Write out every entry exactly as given, but omit the pictures.

————

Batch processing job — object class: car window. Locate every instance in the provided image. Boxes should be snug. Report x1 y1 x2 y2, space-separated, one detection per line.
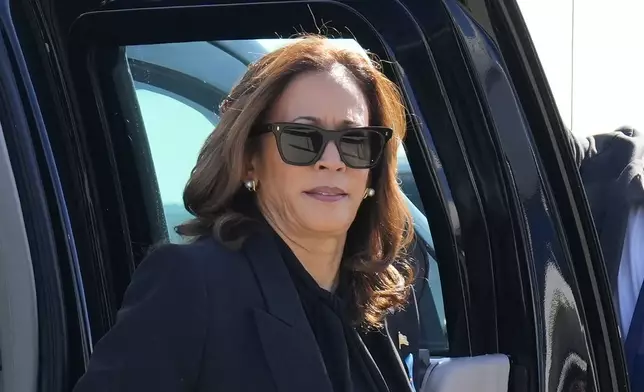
126 39 448 353
517 0 644 137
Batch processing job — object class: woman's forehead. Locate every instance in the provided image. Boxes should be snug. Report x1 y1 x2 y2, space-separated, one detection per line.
270 69 369 126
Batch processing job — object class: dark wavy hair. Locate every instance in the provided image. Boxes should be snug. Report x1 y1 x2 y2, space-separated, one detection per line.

————

# Solution for this task
Batch processing job — object class: car window. Locate every instance in the provided image. Boxes should be snug. Report x1 y1 x2 y2, space-separated, one detection per line.
126 39 448 353
517 0 644 137
Batch processing job — object class: woman's forehead. Locate every instance in the provided image. Boxes should be snug. Report x1 y1 x2 y2, space-separated, one detection per line.
270 69 369 126
Batch processing job — object class: dark wavy hair. Locate every instance in the provided image. Boxes should be snug. Report x1 y1 x2 y2, space-separated, one detection per line.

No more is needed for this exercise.